→ Image-grounded pointing data

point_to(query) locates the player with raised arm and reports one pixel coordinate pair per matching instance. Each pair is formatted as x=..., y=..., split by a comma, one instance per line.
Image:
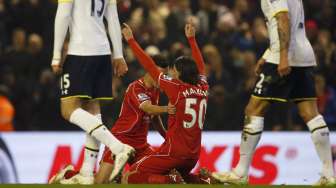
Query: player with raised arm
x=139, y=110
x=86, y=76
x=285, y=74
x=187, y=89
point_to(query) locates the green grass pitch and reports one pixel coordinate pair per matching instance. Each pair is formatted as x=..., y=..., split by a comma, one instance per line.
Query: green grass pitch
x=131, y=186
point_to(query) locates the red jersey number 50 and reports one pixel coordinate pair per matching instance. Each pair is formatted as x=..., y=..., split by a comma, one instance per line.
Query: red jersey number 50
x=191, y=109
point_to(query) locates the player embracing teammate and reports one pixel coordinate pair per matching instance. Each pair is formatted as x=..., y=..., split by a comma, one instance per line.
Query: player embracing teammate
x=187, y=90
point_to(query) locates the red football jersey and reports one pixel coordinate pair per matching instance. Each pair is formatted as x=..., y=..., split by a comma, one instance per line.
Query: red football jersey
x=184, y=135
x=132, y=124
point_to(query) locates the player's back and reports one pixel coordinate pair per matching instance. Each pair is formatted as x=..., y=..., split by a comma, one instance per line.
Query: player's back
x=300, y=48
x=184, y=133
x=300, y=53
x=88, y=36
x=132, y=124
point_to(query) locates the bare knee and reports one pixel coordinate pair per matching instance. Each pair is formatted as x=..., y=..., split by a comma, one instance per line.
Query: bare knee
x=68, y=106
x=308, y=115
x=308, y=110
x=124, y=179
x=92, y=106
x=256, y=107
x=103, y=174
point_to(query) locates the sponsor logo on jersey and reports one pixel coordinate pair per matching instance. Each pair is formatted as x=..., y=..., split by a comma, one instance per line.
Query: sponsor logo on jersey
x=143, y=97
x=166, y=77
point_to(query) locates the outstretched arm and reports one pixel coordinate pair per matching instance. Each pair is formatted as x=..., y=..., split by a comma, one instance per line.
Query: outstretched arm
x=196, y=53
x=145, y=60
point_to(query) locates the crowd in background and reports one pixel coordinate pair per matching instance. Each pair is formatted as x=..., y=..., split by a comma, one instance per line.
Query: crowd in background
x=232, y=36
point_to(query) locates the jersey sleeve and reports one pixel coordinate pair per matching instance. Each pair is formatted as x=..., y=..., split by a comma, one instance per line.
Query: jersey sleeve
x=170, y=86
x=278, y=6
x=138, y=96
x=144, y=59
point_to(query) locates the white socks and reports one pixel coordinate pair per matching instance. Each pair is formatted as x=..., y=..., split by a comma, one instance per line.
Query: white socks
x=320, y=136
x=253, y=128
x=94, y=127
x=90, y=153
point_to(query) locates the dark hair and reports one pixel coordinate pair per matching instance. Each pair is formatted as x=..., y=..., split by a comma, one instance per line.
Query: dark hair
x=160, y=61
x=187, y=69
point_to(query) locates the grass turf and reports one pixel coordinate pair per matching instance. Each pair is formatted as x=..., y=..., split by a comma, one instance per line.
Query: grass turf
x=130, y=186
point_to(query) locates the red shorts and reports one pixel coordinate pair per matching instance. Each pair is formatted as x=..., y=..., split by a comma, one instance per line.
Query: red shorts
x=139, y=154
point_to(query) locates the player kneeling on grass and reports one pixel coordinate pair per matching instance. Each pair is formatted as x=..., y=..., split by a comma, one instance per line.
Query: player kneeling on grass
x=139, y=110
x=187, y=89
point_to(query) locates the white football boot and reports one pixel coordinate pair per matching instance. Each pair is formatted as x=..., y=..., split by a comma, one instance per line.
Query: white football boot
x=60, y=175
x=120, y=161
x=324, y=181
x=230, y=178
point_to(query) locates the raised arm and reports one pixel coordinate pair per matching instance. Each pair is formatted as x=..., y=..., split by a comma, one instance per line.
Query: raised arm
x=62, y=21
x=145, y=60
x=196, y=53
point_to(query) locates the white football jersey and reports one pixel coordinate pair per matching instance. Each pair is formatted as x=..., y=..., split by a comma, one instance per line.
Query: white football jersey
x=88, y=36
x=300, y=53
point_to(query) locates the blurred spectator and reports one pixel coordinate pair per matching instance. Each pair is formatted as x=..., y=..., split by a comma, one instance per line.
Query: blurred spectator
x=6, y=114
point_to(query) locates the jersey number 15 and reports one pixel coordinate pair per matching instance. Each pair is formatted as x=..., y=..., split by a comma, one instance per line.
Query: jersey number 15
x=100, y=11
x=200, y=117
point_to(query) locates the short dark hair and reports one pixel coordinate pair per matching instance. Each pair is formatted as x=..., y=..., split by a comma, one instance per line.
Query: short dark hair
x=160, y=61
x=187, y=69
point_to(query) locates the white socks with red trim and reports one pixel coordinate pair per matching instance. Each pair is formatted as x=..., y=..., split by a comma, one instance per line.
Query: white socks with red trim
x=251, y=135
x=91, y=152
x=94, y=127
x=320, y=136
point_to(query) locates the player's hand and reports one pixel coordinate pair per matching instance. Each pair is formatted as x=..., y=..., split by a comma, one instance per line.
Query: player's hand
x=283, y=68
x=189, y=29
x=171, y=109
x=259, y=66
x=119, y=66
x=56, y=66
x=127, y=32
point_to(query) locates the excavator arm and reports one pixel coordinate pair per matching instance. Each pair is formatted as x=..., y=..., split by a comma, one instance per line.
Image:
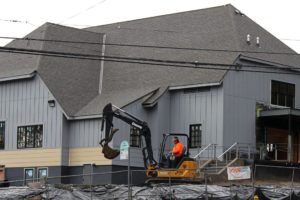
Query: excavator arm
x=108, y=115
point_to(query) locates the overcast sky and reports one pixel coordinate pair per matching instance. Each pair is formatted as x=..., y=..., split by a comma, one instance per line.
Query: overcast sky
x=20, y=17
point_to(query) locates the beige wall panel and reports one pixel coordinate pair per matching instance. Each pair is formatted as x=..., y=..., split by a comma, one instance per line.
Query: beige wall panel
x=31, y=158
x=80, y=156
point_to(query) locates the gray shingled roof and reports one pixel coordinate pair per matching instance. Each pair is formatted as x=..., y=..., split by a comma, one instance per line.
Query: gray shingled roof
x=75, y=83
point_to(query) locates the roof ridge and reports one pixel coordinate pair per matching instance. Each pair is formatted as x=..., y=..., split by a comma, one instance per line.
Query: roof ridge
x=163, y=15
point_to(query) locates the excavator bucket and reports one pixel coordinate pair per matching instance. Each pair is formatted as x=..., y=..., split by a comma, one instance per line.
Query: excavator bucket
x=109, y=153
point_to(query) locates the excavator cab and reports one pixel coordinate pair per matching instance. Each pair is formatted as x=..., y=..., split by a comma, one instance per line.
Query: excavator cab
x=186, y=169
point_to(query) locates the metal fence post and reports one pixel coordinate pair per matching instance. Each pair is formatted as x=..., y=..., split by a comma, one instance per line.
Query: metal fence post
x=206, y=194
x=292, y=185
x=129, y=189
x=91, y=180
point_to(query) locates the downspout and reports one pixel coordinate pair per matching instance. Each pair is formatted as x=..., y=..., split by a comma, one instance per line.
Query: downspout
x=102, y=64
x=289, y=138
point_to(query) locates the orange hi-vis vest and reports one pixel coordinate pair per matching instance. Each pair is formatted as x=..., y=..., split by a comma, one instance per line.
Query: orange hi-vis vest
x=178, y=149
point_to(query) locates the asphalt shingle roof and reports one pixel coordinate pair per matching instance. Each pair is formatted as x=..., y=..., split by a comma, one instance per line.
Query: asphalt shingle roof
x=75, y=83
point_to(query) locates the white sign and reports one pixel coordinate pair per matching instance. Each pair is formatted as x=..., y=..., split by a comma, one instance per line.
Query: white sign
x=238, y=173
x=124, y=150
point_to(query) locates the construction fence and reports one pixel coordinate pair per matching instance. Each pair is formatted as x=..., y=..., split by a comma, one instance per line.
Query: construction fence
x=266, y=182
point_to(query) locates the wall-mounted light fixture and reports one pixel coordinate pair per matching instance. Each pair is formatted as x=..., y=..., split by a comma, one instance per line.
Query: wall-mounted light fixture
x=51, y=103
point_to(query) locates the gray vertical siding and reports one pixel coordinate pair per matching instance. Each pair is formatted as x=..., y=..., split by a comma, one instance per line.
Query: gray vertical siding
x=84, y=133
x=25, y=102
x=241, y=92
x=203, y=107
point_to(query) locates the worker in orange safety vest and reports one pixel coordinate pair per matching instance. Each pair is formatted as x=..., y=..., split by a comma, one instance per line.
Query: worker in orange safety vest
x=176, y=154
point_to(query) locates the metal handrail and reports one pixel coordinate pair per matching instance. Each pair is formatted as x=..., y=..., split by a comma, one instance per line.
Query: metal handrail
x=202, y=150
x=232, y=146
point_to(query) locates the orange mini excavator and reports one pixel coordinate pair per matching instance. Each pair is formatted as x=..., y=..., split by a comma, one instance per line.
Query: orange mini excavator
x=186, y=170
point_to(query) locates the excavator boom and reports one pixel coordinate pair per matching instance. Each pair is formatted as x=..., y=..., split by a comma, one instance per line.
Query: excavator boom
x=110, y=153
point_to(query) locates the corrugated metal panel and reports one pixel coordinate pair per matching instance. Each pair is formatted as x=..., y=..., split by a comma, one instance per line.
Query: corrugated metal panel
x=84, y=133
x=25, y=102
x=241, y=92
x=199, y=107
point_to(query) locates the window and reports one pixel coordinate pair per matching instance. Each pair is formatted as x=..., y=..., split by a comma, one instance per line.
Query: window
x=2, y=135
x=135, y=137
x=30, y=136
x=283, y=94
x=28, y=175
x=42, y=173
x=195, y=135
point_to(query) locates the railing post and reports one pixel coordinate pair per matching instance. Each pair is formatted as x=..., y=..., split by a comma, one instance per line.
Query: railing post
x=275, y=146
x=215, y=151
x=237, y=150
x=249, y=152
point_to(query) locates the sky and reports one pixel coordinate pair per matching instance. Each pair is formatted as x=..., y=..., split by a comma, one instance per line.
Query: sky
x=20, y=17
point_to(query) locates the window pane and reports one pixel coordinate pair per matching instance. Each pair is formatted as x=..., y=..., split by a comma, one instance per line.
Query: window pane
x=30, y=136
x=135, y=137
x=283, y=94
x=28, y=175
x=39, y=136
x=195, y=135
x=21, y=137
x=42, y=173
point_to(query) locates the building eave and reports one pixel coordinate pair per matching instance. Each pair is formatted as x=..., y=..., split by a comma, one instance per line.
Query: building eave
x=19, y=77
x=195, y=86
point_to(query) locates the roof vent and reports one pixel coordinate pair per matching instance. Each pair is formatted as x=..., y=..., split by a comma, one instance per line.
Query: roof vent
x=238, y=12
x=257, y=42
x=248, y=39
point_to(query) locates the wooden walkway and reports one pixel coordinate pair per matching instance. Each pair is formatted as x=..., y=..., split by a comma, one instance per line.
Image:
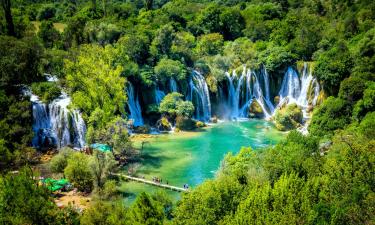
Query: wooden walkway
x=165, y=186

→ WHAT YOU ARE ASKED TO DO
Transcribe the records above from the line holding "point_to(query) locates the outstretched" down to the line holding "point_to(query) locates the dark", inclusive, without adding anything.

→ RESPONSE TO THE TASK
point_to(query) locates the outstretched arm and reports one pixel coordinate pair per matching instance. Each pair is formatted as x=..., y=..., split by a comma, one instance per line.
Query: outstretched arm
x=196, y=53
x=145, y=60
point_to(query) locates the crowd in background and reports one pixel coordinate pair per matching instance. Each pair is formatted as x=..., y=..., split by a comma, one instance per line.
Query: crowd in background
x=232, y=36
point_to(query) locates the jersey sleeve and reports one pixel coordinate pair per matching instance. Each pair is formatted as x=..., y=..., split by a comma, one instance per line.
Query: jersey sleeve
x=170, y=86
x=278, y=6
x=138, y=96
x=144, y=59
point_to(query) locates the white socks and reports one pixel coordinate pair per matching instance. Each pair is formatted as x=..., y=..., split by a comma, one instance per line.
Query: white socks
x=320, y=136
x=253, y=128
x=94, y=127
x=90, y=153
point_to(query) locates the dark hair and reports one pixel coordinate pair per matching instance. Each pair is formatted as x=..., y=..., split by a comma, one instance per line.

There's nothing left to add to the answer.